◆ Exercise prompt ◆
Repeat the material in full. Keep every line exactly as it is.

(begin)

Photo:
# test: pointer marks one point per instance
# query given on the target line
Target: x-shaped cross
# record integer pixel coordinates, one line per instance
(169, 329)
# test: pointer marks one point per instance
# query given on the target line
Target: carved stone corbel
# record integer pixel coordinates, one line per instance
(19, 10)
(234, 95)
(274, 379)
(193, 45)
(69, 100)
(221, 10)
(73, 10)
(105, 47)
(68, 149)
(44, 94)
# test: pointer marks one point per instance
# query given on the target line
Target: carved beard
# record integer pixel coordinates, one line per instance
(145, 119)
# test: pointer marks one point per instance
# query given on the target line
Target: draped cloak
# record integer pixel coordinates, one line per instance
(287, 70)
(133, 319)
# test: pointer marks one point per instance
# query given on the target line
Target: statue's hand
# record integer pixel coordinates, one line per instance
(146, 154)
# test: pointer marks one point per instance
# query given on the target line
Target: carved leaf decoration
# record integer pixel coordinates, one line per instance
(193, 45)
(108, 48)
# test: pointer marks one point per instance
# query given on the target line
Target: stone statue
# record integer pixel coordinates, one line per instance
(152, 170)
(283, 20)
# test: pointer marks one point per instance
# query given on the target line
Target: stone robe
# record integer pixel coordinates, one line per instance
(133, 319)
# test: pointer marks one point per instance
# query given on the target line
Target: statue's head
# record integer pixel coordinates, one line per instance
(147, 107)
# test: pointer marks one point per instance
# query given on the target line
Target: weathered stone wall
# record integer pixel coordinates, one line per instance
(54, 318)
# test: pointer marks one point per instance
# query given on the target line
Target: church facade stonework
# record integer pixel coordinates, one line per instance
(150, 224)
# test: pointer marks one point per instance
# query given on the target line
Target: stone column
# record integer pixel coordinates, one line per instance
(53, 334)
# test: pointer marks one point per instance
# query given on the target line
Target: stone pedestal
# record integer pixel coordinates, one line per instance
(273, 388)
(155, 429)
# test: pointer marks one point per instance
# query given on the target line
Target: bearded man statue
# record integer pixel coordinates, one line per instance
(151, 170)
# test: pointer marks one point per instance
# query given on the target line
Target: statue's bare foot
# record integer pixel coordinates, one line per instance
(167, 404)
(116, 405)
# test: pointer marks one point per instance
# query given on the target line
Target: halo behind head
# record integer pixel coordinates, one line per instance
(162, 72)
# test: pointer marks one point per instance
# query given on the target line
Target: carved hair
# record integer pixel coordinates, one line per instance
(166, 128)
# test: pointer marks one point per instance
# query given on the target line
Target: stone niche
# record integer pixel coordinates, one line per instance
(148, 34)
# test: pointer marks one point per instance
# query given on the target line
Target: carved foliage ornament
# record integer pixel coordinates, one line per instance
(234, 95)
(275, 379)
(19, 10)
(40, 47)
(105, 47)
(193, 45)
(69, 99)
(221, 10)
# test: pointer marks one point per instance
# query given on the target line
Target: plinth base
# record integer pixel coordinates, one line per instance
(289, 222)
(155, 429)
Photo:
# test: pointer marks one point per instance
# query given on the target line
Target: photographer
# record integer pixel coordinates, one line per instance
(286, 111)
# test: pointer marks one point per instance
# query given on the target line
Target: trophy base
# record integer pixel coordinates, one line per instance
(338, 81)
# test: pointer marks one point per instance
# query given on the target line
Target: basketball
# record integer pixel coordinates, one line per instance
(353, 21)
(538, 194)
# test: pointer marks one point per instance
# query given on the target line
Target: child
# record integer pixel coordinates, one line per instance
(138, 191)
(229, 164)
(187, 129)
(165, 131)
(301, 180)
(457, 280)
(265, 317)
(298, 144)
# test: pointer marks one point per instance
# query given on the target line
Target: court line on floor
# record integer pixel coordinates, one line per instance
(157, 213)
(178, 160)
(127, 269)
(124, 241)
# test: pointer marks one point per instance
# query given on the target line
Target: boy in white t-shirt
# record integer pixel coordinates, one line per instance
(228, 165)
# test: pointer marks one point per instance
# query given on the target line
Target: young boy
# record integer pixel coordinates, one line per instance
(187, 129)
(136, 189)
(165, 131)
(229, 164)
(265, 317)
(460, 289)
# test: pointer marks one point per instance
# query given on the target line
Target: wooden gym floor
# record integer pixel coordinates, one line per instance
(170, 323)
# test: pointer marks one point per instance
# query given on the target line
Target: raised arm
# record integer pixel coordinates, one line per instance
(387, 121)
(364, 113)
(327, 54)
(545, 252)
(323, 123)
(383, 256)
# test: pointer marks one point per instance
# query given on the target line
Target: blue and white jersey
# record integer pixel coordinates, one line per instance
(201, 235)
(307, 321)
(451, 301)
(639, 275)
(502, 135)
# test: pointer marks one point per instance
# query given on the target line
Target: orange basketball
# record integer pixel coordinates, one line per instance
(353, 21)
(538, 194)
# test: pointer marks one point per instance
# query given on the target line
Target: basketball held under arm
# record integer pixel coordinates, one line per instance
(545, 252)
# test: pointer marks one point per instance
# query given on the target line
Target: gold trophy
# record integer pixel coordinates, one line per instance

(end)

◆ Written answer ◆
Photo:
# test: pointer marks one point per instance
# query given on the target line
Target: x-shaped cross
# record integer pixel coordinates, one line per instance
(169, 329)
# test: pointer marks one point per instance
# query given on the target line
Target: carved stone corbel
# record integer pixel coordinates, one line per instance
(19, 10)
(234, 95)
(274, 379)
(193, 45)
(69, 100)
(221, 10)
(73, 10)
(105, 47)
(68, 149)
(44, 94)
# test: pointer marks one point per instance
# query given on the target line
Target: carved beard
# record integer pixel coordinates, one line per instance
(145, 119)
# test: pointer marks one point per instance
# query given on the target line
Target: draped cloak
# record integer pixel coordinates, one line per instance
(287, 70)
(133, 319)
# test: pointer marks one point per instance
# query given on the target line
Target: statue's hand
# record integer pixel coordinates, one line per instance
(146, 154)
# test: pointer marks one point per instance
# query given on the target line
Target: carved leaf decoration
# record integer pixel coordinates, one line per instance
(193, 45)
(108, 48)
# test: pointer marks one point per instance
# query given on the target line
Target: stone statue
# record integer pixel coordinates, one line per instance
(152, 170)
(283, 20)
# test: pointer marks one point per instance
# query given on the target line
Target: stone robe
# record integer pixel coordinates, one line per instance
(133, 319)
# test: pointer marks one point per instance
# query given on the target line
Target: statue's head
# record integer pixel coordinates, one line per instance
(147, 107)
# test: pointer marks one point per instance
# query given on the target line
Target: weathered stone wall
# record integer pixel coordinates, one line per instance
(54, 318)
# test: pointer marks one point per instance
# query given on the target line
Target: church facade stonework
# record integer pixel coordinates, one line per instance
(150, 224)
# test: pointer marks one point per instance
# query given on the target line
Target: stone column
# record integer pixel coordinates, one line per instance
(53, 334)
# test: pointer marks one point per instance
# query given on the target line
Target: stone pedestal
# record integer pixel coordinates, one line per instance
(273, 388)
(155, 429)
# test: pointer marks one point per instance
# query given on the target line
Target: bearded man statue
# record integer pixel coordinates, one line per instance
(151, 170)
# test: pointer marks one point per instance
# query given on the target line
Target: statue's bare foot
# record integer pixel coordinates, one line per instance
(167, 404)
(116, 405)
# test: pointer marks one point per instance
# query given on the target line
Target: halo behind head
# record integer pixel coordinates, one line per instance
(162, 72)
# test: pointer marks one point per instance
# query given on the target line
Target: carved hair
# record integer pixel coordinates, one line per instance
(166, 128)
# test: pointer marks one point per instance
# query given on the target line
Target: stone niche
# record integer pixel coordinates, one line per instance
(148, 34)
# test: pointer marks one point per instance
# query given on the target line
Target: carved foliage ornament
# record integer pixel coordinates, one line per instance
(234, 95)
(275, 379)
(19, 10)
(40, 47)
(105, 47)
(193, 45)
(69, 99)
(221, 10)
# test: pointer marks one point per instance
# query given on the target line
Target: plinth base
# record integer pixel coordinates, one line per instance
(289, 222)
(155, 429)
Photo:
# test: pointer marks one point per instance
# query given on the target line
Target: photographer
# record integer pixel coordinates, one line per instance
(286, 111)
# test: pointer marks one point per instance
# query given on the target line
Target: trophy base
# record integer pixel coordinates, one line per instance
(338, 81)
# test: pointer marks one point per instance
# query given on the target line
Target: basketball
# record integer pixel coordinates, one line per instance
(353, 21)
(538, 194)
# test: pointer marks one point per instance
# query given on the target line
Target: child
# record integer pixel coordinates, one line per instance
(138, 191)
(229, 164)
(187, 129)
(165, 131)
(301, 180)
(457, 280)
(265, 317)
(298, 144)
# test: pointer marks one point per instance
# query given on the target line
Target: court line on floor
# record integer pixel coordinates, one line per instance
(157, 213)
(178, 160)
(127, 269)
(124, 241)
# test: pointer marks one point per instance
# query given on the target line
Target: boy in white t-shirt
# record integer pixel coordinates, one line per instance
(228, 165)
# test: pointer marks one point per instance
# query given on the target line
Target: young boy
# record integer pixel coordinates, one line per instance
(187, 129)
(136, 189)
(165, 131)
(229, 164)
(265, 317)
(460, 289)
# test: pointer marks one point per instance
# query given on the target line
Target: wooden gym floor
# record integer pixel coordinates, one line per instance
(170, 323)
# test: pointer marks one point per instance
# query given on the target line
Target: raised arm
# record integer pixel coordinates, one line per instance
(387, 121)
(364, 113)
(327, 54)
(545, 252)
(323, 123)
(383, 256)
# test: pointer marks one point per instance
# query given on the target line
Target: blue and white jersey
# record integer pixel coordinates, one line per instance
(201, 235)
(307, 321)
(451, 301)
(639, 275)
(502, 135)
# test: pointer marks one point per instance
# query given on the target line
Target: orange basketball
# record integer pixel coordinates, one line per instance
(353, 21)
(538, 194)
# test: pointer marks one point per instance
# query given on the target line
Target: basketball held under arm
# record integer pixel coordinates, one line per instance
(545, 252)
# test: pointer marks one point per instance
# query given on the target line
Target: gold trophy
# record integer pixel coordinates, one line per instance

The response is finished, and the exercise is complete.